* _THE RECORDS_:
********

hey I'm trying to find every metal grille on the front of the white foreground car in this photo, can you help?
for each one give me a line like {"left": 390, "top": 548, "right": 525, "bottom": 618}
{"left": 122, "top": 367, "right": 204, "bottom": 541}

********

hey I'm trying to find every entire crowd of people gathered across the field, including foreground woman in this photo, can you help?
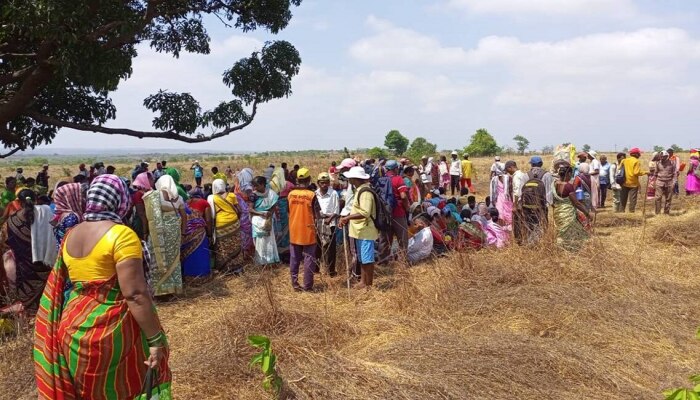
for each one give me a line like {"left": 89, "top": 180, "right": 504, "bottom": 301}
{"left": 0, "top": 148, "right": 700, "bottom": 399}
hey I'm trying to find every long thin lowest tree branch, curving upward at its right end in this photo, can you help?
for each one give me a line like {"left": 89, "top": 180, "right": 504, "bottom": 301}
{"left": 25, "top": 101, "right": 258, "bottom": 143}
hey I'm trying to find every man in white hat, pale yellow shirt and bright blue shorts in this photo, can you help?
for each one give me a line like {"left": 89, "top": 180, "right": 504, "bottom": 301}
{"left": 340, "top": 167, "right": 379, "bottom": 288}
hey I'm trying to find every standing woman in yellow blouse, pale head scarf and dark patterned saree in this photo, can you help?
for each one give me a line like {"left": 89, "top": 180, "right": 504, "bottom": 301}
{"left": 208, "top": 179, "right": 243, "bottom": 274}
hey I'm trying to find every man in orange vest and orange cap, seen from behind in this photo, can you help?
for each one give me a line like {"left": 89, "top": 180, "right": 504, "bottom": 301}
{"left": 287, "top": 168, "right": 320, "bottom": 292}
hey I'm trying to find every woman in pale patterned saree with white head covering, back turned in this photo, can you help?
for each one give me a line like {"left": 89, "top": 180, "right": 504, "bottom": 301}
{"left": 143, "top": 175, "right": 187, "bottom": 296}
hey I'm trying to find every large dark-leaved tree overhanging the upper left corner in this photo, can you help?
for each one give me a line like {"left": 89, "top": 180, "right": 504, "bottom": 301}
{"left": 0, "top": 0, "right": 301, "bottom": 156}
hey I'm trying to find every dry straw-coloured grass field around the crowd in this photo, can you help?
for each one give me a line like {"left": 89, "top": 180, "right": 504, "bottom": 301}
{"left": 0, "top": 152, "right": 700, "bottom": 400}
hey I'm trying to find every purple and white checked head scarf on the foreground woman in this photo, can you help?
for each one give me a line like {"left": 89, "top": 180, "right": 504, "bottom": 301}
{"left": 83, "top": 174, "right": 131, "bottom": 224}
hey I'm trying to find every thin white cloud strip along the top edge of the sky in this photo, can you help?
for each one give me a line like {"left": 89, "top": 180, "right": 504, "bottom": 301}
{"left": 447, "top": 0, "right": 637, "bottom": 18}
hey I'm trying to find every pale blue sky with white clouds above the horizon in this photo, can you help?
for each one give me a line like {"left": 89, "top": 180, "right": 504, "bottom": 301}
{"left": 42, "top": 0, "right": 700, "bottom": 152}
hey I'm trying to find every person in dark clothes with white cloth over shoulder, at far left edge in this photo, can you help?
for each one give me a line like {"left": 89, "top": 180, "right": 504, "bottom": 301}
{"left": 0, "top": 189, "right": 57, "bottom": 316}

********

* _WORK INSTRUCTION_: Each line containing "pale" belongs in the answer; pick these out of the material and copy them.

* _ANSWER SECTION_:
hey I'm trying to find every man in white hat, pale yellow shirt and bright blue shorts in this photo, can you help?
hey I'm trying to find every standing woman in yellow blouse, pale head scarf and dark patterned saree in this photo, can you help?
hey I'm trying to find every woman in pale patterned saree with white head covering, back turned in this photo, can you help?
hey I'm trying to find every pale blue sky with white clouds above the horizon in this photo, can you help?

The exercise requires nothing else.